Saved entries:
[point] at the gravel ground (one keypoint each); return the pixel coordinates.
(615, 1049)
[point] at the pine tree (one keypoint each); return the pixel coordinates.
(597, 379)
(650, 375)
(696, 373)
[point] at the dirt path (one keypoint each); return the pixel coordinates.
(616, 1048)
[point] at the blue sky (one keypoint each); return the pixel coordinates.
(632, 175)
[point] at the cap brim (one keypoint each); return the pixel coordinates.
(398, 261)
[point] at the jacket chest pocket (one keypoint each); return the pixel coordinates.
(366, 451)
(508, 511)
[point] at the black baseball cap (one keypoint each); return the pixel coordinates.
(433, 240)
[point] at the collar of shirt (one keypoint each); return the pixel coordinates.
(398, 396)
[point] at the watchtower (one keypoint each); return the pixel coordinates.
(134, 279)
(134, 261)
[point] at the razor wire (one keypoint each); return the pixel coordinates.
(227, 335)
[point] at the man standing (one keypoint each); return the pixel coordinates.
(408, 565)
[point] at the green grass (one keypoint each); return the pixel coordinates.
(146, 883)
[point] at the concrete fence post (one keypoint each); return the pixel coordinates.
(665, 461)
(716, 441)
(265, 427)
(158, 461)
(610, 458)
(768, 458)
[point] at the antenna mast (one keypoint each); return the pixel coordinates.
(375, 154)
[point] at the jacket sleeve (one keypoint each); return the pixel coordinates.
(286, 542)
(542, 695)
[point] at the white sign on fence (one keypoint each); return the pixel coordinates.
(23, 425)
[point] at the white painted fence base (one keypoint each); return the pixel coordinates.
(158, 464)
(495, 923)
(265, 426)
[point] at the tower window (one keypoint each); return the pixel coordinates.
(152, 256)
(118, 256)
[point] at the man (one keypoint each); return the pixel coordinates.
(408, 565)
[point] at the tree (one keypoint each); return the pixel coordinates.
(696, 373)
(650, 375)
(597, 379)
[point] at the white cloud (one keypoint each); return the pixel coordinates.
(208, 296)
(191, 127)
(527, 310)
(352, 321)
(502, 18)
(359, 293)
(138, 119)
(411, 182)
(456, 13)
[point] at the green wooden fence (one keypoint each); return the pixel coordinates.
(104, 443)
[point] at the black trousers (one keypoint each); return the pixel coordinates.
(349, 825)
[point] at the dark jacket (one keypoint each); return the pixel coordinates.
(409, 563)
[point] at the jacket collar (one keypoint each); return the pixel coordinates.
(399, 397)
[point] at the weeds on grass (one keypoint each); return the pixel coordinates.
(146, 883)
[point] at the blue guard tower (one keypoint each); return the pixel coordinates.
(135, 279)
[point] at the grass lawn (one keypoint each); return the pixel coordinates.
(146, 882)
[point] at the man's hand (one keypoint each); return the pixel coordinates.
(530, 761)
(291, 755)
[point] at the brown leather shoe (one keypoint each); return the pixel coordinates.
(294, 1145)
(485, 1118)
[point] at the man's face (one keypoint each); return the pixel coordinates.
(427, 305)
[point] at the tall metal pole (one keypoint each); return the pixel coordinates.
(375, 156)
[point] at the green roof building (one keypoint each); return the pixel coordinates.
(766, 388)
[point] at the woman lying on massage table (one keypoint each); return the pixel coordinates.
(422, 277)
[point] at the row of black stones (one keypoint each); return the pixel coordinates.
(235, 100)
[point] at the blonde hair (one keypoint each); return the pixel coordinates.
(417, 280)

» WORK TO BE COMPLETED
Output the data once more, exactly as it appears above.

» TASK SOLUTION
[point] at the gravel ground (one keypoint each); return the pixel coordinates.
(615, 1049)
[point] at the pine tree (one keypoint each); return the pixel coordinates.
(597, 379)
(650, 375)
(696, 373)
[point] at the dirt path (one keypoint each); return the pixel coordinates.
(616, 1048)
[point] at the blue sky (one keypoint each); return the pixel coordinates.
(632, 175)
[point] at the cap brim (one keypoint each); return the pixel coordinates.
(398, 261)
[point] at the jacket chest pocket (one keypoint each); return the pixel coordinates.
(366, 451)
(508, 511)
[point] at the black baseball cap (one keypoint each); return the pixel coordinates.
(433, 240)
[point] at the collar of shirt (one keypoint each); return the pixel coordinates.
(398, 396)
[point] at the watchtower (one keypoint each); return the pixel coordinates.
(134, 279)
(134, 261)
[point] at the razor wire (one keypoint each); return the pixel coordinates.
(227, 335)
[point] at the man standing (one keypoint each); return the pixel coordinates.
(408, 565)
[point] at the green grass (one keypoint each); return the pixel coordinates.
(146, 883)
[point] at the concrete fence post (one keypoint each); return the pixel coordinates.
(665, 461)
(716, 441)
(265, 427)
(158, 461)
(610, 458)
(768, 458)
[point] at the antenna mast (one keypoint each); return the pixel coordinates.
(375, 154)
[point] at the jacket sleeve (one keypoint each); return the pixel coordinates.
(286, 542)
(542, 695)
[point] at the white sign on fence (one keypoint each); return the pixel coordinates.
(23, 425)
[point] at the white painted fence base (one keypoint each); return the pixel coordinates.
(158, 464)
(495, 923)
(265, 426)
[point] at the tower window (one keypoint each); return the pixel coordinates.
(152, 256)
(118, 256)
[point] at the man (one keypoint each); return the pixel coordinates.
(408, 565)
[point] at the tree (one keypoint each); return the pixel coordinates.
(696, 373)
(650, 375)
(597, 379)
[point] at the white cloud (one keypoint each); return the pixel coordinates.
(208, 296)
(191, 127)
(527, 310)
(352, 321)
(502, 18)
(359, 293)
(138, 119)
(411, 182)
(456, 13)
[point] at the green wooden fence (one keypoint each); return the pixel coordinates.
(104, 443)
[point] at the black trousers (one keypoint each); return the pixel coordinates.
(349, 825)
[point] at the dark jacket (one keypoint each); return the pixel coordinates.
(409, 563)
[point] at the jacket collar (one keypoint each); return the pixel coordinates.
(399, 397)
[point] at the weeds on grass (one keypoint each); return the pixel coordinates.
(146, 883)
[point] at the blue guard tower (one keypoint each); return the pixel coordinates.
(135, 279)
[point] at the grass lawn (one keypoint each); return the pixel coordinates.
(146, 882)
[point] at the man's hand (one keypoint each); return the pixel coordinates.
(530, 761)
(291, 755)
[point] at the brown leather shoe (one keypoint each); return the pixel coordinates.
(294, 1145)
(485, 1118)
[point] at the man's face (one keypoint each); return the pixel coordinates.
(427, 305)
[point] at the tall metal pole (one keypoint each); return the pixel coordinates.
(375, 156)
[point] at the green roof building (one keypoint each); return the pixel coordinates.
(766, 388)
[point] at the woman lying on massage table (one keypoint each); return the pixel coordinates.
(422, 277)
[point] at the row of black stones (one keypoint each); return the pixel coordinates.
(235, 100)
[point] at the blonde hair (one keypoint each); return the pixel coordinates.
(417, 280)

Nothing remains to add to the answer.